Mercoledì è il momento delle scelte importanti: da un lato i Mogwai all’Estragon (ventidue euro, dalle 22), dall’altro i zozzissimi e fangosissimi Butcher Mind Collapse gratis all’XM24 all’interno di MeryXM (dalle 20, loro cominceranno non prima delle 23), in entrambi i casi si finisce con i timpani triturati e il cervello a brandelli. Per chi invece ha voglia di stare un po’ tranquillo e conservare le orecchie intatte magari al suono del jazz più stimolante e mentale in circolazione, a Rimini per il festival itinerante Crossroads c’è Franco D’andrea con ospite speciale Dave Douglas. Giovedì preparate la droga e rispolverate i camicioni da hippie rubati alla Caritas, ci sono gli Electric Wizard al Locomotiv (dalle 22, quindici euro più tessera AICS obbligatoria); se poi non riuscite a riprendervi dai loro viaggi siderali nessun problema, visto che venerdì almeno per ora in giro non c’è assolutamente nulla per cui valga la pena cacciare dei soldi. In compenso sabato c’è pure troppo: alle Scuderie in piazza Verdi Pierpaolo Capovilla e Giulio Ragno Favero in ‘Eresia‘ per voce chitarra pianoforte laptop e contrabbasso (dalle 21, dieci euro), Nero Su Nero festival con l’unica data italiana di Batkerielle Infektion e tanta altra roba (al dalle 18 a oltranza, aperitivo a ingresso gratuito, dodici euro dalle 22), massacro hard-noise-core all’XM24 (vedi flyer in basso) e per finire Andrew Weatherall al Locomotiv (dieci euro più tessera AICS). Se poi domenica avete ancora energie da spendere ci sono i Tunas allo Zuni.

COMPITO PROPOSTO.
Per favore, stabilisci se ciascuna affermazione concorda con il testo sui concerti della settimana, rispondendo sì o no e riportando alla lettera le parole del testo che lo decidono.
1. Il concerto dei Mogwai all'Estragon costa ventidue euro.
2. Gli Electric Wizard suonano sabato.
3. L'ingresso per Andrew Weatherall al Locomotiv è gratuito.
L'elenco qui sotto è materiale a sé, separato dal testo.

ELENCO FORNITO.
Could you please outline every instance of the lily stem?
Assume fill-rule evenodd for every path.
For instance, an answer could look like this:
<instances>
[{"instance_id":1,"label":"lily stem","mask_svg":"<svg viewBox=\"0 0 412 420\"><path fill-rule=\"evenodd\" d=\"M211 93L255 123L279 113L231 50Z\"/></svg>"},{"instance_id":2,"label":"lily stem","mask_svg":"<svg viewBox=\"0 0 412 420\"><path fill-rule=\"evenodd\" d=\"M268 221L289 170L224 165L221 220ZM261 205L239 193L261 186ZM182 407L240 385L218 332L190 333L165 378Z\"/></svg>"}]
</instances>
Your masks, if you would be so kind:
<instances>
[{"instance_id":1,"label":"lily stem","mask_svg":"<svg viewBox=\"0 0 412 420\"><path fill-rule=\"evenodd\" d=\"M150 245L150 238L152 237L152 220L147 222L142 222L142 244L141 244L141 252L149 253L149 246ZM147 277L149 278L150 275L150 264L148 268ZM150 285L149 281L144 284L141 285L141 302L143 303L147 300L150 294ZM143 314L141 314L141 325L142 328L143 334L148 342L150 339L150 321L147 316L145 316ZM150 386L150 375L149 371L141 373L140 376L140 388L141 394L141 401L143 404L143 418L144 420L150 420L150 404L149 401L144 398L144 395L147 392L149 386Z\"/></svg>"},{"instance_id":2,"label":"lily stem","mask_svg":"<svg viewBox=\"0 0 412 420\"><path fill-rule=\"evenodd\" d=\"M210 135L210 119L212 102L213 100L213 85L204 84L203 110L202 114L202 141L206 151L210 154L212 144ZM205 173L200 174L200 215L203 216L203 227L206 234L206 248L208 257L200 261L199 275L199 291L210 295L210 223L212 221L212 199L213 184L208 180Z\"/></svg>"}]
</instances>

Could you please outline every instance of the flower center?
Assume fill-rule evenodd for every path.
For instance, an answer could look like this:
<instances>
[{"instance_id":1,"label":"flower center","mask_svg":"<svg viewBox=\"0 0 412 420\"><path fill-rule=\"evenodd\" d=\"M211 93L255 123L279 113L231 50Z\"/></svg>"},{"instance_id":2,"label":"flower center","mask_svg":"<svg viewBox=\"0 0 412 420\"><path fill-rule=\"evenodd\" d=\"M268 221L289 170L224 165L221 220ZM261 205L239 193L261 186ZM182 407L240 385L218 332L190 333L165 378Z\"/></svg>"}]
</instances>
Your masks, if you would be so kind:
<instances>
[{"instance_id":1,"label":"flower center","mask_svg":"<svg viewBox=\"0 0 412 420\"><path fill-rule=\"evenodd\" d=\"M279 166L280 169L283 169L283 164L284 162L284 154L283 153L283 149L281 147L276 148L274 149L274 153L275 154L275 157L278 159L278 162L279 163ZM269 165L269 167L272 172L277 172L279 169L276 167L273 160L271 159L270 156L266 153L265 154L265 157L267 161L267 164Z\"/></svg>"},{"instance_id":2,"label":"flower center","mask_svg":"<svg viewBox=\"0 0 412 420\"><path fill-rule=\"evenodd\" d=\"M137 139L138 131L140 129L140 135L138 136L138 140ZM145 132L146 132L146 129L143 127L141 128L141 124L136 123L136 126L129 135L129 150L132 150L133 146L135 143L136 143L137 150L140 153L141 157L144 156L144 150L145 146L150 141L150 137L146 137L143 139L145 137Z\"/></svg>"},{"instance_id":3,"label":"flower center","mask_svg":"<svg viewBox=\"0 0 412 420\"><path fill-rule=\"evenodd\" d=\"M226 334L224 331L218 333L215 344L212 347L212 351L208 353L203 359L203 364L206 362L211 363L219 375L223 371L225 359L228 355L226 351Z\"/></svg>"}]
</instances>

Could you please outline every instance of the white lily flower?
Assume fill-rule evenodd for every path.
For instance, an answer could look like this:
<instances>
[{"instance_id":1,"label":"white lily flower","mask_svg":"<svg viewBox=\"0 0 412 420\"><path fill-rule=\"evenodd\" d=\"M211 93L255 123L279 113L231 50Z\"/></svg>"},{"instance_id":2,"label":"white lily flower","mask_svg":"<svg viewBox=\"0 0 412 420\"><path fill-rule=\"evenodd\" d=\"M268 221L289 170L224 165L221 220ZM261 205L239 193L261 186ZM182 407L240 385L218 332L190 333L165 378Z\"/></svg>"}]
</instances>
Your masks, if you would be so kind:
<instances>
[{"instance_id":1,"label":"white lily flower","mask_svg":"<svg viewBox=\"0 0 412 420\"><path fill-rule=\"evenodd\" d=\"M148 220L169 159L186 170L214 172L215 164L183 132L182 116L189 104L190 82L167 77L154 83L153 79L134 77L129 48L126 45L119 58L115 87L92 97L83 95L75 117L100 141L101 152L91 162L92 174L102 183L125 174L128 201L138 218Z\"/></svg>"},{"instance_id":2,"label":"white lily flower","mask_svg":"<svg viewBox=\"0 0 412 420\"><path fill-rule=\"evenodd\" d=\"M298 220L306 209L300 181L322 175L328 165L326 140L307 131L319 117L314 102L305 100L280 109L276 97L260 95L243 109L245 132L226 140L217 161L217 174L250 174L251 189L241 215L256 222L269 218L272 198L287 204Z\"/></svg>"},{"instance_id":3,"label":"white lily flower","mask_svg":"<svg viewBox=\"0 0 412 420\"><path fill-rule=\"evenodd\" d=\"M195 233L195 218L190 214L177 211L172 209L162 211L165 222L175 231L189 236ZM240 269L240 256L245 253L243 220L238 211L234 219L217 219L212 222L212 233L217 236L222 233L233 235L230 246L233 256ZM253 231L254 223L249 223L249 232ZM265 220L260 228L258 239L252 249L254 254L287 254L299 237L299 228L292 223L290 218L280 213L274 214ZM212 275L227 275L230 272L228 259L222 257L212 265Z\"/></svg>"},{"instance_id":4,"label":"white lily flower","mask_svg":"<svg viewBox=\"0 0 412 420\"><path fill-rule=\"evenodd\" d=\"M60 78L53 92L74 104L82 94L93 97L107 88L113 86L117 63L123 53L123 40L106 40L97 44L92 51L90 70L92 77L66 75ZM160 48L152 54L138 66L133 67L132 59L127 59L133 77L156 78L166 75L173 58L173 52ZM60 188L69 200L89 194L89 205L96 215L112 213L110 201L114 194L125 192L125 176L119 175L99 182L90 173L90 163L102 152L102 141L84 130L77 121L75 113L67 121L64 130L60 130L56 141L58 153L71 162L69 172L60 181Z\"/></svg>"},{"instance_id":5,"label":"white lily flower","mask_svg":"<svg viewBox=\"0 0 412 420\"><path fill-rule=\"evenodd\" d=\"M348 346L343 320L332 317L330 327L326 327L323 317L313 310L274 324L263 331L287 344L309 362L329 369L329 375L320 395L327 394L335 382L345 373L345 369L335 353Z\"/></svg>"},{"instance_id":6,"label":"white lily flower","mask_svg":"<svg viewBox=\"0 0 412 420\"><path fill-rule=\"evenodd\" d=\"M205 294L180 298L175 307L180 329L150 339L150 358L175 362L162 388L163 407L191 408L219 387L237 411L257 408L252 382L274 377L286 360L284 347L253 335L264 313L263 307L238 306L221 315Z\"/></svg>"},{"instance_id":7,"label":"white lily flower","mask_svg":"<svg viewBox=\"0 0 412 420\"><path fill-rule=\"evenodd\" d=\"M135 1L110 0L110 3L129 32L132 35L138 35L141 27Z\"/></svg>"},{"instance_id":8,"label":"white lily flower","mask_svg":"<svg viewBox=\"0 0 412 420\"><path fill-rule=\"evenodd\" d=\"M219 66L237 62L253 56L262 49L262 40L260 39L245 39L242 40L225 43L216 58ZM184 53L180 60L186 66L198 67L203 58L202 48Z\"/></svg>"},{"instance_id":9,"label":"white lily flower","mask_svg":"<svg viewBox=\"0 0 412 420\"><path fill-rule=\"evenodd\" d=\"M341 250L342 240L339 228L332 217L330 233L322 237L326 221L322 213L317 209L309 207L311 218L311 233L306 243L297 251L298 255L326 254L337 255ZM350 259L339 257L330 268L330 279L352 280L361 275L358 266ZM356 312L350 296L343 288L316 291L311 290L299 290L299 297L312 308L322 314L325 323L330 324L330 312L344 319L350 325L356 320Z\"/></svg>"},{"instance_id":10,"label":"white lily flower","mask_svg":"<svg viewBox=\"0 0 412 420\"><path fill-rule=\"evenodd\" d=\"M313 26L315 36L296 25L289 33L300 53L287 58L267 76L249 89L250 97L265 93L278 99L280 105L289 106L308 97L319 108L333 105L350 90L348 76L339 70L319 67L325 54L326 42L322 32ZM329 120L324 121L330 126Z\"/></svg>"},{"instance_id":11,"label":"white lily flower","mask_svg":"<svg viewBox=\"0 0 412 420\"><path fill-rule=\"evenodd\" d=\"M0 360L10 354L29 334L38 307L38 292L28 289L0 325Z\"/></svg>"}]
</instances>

RISULTATO.
1. Sì: «i Mogwai all’Estragon (ventidue euro, dalle 22)»
2. No: «Giovedì preparate la droga e rispolverate i camicioni da hippie rubati alla Caritas, ci sono gli Electric Wizard al Locomotiv»
3. No: «Andrew Weatherall al Locomotiv (dieci euro più tessera AICS)»